** Tasks to complete **
1. Answer these questions about the dry suit thread:
(a) How was the Ktat bought?
(b) What does SteamboatBORN say the Supskin dry suits look like?
(c) Which two brands would the first poster consider for a new suit?
2. Please write out the part of the dry suit thread starting at "## SteamboatBORN (Sep" and ending at "I can afford.".
3. Extend the dry suit thread from the point where it stops.
--- begin Excerpt to read ---
I have a Ktat that I bought used from CKS on consignment. It's been great for SUP. If I was looking at getting a new suit, I'd be looking Ktat and Supskin: Supskin Elementary Waterwear


----------



## SteamboatBORN (Sep 22, 2012)

benjamin_smith said:


> I have a Ktat that I bought used from CKS on consignment. It's been great for SUP. If I was looking at getting a new suit, I'd be looking Ktat and Supskin: Supskin Elementary Waterwear


Thos Supskin dry suits look like F1 Racing suits. Pretty cool, but a bit more then I can afford.


----------



## 90Duck (Nov 19, 2012)
--- end Excerpt to read ---
--- begin Dataset rows ---
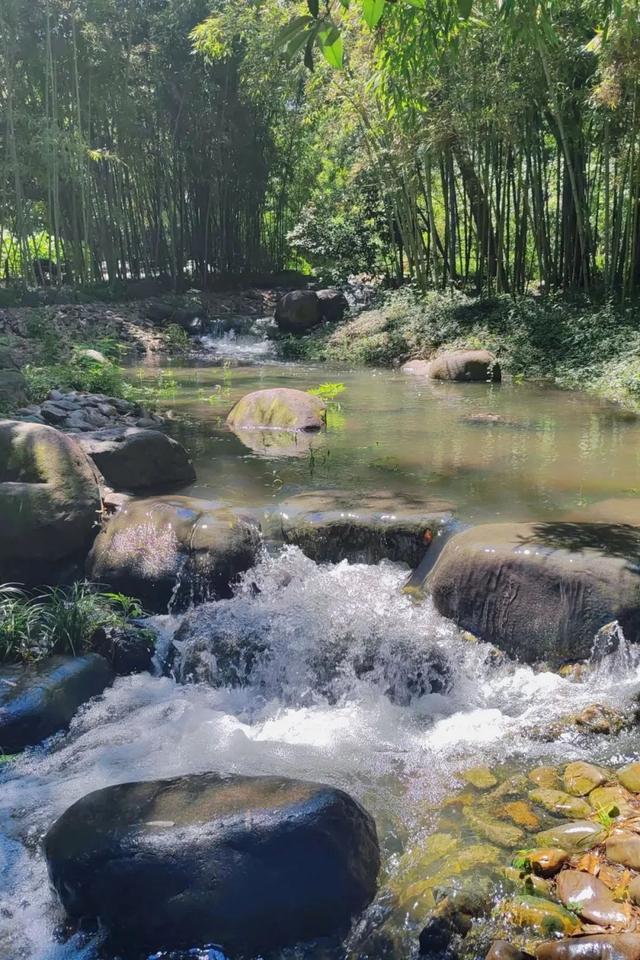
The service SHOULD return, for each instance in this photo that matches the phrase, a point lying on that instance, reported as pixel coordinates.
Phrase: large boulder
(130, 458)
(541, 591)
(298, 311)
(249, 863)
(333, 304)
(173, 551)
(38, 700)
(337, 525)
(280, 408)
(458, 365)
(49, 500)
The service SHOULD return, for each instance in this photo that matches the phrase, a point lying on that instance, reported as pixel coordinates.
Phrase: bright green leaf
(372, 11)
--- end Dataset rows ---
** Written answers **
1.
(a) Used, from CKS on consignment.
(b) F1 Racing suits.
(c) Ktat and Supskin.

2.
## SteamboatBORN (Sep 22, 2012)

benjamin_smith said:


> I have a Ktat that I bought used from CKS on consignment. It's been great for SUP. If I was looking at getting a new suit, I'd be looking Ktat and Supskin: Supskin Elementary Waterwear


Thos Supskin dry suits look like F1 Racing suits. Pretty cool, but a bit more then I can afford.

3.
I've got a Stohlquist AMP that I acquired last year as a replacement for an older Stohlquist Multisport that became a damp suit from fabric degradation. I was just comparing the two, and the AMP is made in the USA and beautifully put together. It is also surprisingly comfortable in comparison to the Chinese made Multisport it replaces. The Multisport was only $200 new on clearance from Cascade Outfitters 8 years ago, but really, that is about all it was worth. While I wasn't thrilled with Stohlquist's interpretation of their "lifetime" warranty as being the lifetime of the product, which they deemed to be 7 years on the MultiSport, they did offer a great deal ($330) on a new AMP. They retail for just over $800, so comparable to the regular price on the NRS Crux.

I never would have recommended Stohlquist with my old suit, but the AMP is such a night and day upgrade that it has won me over and I'd say they are definitely worth a look. However, for some reason Stohlquist doesn't seem to get a whole lot of love here on The Buzz, so I suppose that says something in itself.


----------



## Brotorboat (Apr 14, 2009)

dscott58 said:


> Has anyone had much experience with a semi drysuit, like the Nova mentioned earlier? Used to wear a dry top during Spring runoff in my kayaking days, but reallyndidnt like the latex gaskets at the wrist and neck...thank for any thoughts anyone might have!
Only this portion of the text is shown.